◆ To do ◆
May I have the line containing "the stone tower" and every line after it through the end of the data, repeated exactly and with no other lines?

Referring expression data

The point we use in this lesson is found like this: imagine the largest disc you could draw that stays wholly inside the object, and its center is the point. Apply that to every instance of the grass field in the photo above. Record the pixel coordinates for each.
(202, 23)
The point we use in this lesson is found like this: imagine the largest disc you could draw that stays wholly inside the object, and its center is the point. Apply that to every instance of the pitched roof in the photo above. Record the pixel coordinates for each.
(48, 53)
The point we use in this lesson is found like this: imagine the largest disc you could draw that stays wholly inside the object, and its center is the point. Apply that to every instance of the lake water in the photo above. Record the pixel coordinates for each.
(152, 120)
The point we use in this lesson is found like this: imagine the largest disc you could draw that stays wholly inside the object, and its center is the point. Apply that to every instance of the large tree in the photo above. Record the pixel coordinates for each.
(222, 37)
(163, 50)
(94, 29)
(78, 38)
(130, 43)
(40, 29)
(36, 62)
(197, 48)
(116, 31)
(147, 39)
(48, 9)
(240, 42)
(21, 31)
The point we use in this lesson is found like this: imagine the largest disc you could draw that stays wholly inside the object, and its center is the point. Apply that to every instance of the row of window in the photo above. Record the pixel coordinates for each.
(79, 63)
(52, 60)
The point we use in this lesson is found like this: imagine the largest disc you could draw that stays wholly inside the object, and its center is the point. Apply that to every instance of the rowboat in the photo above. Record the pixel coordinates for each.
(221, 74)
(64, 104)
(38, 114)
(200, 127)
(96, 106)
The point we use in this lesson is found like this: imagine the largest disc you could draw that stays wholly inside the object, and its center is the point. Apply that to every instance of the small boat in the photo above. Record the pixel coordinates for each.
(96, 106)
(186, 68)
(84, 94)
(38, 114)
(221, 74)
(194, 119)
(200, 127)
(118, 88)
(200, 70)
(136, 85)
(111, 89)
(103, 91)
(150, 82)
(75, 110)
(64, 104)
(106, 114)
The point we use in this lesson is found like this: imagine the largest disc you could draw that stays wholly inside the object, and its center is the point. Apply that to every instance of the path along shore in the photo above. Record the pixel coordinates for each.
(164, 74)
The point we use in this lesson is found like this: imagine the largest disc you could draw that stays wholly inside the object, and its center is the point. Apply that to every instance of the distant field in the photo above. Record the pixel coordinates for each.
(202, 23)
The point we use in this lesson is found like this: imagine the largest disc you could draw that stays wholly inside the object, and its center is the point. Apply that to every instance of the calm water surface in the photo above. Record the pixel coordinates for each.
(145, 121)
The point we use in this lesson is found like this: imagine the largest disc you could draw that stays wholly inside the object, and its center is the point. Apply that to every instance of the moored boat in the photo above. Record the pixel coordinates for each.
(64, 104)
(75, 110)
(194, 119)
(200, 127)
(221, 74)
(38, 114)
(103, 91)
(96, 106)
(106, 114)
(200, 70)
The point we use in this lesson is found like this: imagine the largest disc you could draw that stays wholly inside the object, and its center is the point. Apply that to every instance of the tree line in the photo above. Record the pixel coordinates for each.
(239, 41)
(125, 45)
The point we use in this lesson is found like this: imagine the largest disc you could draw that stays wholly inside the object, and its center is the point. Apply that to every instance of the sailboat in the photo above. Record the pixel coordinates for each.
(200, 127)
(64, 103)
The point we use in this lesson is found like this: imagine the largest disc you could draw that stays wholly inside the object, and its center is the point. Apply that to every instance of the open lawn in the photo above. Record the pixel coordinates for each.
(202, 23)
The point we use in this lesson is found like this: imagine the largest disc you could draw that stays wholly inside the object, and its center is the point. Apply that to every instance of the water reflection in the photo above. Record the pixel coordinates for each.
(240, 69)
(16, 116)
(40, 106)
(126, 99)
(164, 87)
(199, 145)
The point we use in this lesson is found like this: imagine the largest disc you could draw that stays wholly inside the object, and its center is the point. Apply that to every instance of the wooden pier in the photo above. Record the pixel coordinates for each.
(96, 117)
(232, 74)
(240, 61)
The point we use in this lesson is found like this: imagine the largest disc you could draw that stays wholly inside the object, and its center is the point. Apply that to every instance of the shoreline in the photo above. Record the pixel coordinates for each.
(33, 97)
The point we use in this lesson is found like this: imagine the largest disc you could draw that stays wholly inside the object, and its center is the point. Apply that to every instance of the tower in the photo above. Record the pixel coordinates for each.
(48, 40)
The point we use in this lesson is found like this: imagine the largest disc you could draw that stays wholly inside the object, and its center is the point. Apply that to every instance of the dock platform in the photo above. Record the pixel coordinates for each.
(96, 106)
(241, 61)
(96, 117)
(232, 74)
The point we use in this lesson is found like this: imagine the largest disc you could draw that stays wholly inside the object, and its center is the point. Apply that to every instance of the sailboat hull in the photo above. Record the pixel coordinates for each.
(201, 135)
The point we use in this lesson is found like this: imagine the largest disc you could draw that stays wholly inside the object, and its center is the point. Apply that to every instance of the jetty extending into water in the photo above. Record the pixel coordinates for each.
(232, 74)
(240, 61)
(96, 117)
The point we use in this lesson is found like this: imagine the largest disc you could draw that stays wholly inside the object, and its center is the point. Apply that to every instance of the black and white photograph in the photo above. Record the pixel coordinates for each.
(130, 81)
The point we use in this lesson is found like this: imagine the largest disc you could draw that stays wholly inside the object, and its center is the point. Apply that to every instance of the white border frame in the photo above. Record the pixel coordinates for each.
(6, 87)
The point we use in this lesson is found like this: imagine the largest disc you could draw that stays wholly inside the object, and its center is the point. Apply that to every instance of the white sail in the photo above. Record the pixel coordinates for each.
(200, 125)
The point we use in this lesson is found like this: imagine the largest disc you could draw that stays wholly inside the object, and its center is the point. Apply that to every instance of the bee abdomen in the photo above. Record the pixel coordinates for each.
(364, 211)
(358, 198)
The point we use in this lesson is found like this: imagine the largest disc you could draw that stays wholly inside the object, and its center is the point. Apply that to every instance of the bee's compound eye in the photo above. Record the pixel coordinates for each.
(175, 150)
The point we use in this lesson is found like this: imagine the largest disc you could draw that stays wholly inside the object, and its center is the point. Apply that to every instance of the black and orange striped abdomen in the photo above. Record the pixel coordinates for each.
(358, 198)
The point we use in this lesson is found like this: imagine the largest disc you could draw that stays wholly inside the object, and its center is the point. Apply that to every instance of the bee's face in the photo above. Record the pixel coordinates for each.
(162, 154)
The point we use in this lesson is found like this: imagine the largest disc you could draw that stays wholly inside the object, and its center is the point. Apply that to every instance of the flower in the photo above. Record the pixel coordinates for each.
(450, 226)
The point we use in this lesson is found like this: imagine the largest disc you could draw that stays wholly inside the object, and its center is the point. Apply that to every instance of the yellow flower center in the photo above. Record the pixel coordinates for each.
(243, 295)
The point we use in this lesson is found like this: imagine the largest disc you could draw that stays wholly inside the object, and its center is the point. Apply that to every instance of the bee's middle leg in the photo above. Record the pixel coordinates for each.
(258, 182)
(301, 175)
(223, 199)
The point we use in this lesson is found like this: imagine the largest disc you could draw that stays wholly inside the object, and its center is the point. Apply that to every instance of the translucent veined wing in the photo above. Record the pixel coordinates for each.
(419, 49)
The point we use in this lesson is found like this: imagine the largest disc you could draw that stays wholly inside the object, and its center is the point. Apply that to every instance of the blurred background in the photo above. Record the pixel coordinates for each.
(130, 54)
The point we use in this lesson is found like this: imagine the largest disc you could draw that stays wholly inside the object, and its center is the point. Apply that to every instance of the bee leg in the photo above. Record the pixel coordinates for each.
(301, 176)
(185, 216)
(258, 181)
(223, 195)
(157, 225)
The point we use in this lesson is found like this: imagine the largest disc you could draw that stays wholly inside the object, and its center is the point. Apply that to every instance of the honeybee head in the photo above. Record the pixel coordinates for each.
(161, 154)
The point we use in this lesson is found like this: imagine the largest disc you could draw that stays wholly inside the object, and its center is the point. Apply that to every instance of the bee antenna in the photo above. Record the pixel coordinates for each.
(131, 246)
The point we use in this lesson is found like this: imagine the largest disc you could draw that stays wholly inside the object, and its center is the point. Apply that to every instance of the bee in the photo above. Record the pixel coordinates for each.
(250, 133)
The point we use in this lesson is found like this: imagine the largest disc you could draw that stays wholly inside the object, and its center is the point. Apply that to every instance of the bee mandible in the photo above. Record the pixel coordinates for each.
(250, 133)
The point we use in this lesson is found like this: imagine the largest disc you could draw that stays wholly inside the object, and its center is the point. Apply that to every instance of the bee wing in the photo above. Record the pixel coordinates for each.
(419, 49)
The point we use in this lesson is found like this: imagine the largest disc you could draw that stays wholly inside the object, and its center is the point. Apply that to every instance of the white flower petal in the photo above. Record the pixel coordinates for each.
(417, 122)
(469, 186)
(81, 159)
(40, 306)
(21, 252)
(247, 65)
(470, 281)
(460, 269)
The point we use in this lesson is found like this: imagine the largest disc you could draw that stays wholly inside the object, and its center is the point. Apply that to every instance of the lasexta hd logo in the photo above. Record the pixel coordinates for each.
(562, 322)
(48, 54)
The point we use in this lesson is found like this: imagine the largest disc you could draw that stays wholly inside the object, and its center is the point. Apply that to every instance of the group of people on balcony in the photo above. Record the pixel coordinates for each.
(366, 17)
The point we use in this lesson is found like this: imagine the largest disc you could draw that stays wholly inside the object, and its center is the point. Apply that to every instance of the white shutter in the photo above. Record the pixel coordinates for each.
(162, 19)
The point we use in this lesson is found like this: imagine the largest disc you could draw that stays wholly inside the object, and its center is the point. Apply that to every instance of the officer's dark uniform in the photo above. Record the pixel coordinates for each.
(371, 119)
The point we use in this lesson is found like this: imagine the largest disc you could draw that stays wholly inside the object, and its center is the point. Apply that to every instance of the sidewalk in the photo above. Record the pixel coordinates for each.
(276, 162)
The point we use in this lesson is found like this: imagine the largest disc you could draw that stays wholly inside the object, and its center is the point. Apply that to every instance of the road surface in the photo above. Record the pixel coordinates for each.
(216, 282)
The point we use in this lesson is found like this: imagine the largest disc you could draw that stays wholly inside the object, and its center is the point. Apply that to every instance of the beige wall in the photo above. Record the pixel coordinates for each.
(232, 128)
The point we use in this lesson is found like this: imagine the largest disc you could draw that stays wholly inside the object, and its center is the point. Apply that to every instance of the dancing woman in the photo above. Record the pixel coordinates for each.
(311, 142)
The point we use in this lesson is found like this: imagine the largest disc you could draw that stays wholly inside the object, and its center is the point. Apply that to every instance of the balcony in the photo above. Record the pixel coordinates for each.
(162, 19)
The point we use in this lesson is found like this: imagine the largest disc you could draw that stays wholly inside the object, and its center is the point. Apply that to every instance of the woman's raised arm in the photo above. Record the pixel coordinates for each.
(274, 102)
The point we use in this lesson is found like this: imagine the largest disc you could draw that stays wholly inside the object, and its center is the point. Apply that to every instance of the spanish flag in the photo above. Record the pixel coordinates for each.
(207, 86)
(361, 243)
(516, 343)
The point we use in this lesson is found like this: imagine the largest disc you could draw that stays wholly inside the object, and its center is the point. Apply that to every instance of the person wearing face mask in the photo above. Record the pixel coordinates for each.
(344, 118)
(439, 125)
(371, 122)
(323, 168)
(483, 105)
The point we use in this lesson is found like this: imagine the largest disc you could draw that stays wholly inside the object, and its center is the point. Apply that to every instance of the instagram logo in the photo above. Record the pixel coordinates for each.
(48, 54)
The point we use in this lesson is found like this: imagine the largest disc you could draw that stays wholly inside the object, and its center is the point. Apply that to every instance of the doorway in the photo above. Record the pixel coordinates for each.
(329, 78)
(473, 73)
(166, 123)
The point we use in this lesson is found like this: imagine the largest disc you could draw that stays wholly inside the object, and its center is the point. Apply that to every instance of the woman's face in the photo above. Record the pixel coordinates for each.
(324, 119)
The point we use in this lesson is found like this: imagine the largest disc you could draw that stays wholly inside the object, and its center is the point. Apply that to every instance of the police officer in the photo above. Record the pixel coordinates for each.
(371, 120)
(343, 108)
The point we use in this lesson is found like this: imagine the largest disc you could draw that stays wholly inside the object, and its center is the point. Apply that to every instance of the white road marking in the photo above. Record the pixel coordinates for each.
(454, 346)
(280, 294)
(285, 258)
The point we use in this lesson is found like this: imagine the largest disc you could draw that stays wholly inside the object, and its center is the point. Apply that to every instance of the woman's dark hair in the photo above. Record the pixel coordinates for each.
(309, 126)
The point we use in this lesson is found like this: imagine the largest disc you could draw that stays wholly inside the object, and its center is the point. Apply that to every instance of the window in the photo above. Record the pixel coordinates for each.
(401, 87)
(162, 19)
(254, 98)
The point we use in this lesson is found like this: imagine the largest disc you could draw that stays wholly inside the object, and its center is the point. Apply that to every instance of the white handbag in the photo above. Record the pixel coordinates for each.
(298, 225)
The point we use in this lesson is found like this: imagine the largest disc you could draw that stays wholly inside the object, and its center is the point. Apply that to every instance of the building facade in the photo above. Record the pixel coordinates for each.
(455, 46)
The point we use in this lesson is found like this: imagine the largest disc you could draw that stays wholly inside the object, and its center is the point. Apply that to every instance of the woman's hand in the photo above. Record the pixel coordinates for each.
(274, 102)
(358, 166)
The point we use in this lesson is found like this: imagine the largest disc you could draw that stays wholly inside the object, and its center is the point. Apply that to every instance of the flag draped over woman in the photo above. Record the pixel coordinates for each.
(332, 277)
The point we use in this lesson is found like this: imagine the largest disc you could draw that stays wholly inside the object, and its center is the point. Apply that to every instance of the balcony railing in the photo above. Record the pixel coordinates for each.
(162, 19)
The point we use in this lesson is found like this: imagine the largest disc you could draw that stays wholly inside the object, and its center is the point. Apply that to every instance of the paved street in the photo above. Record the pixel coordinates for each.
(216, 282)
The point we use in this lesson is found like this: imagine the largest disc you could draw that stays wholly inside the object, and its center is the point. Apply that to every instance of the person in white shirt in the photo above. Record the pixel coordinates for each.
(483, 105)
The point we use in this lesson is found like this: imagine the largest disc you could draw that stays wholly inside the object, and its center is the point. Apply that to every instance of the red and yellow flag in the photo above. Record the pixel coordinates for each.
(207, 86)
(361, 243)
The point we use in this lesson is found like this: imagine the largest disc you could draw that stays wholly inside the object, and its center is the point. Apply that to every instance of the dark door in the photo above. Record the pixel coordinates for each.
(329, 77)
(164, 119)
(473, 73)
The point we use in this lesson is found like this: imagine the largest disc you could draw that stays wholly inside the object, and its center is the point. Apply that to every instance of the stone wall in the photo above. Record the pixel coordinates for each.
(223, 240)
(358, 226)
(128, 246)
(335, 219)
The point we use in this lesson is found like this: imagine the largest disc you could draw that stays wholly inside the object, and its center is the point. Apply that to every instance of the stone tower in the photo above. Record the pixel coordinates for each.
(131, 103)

◆ Answer box ◆
The point we use in this lesson is found like this: imagine the largest disc you could draw that stays wholly inside the object, and its center is the point. Apply that to every instance of the stone tower in the photo above. Record the pixel coordinates for each.
(131, 103)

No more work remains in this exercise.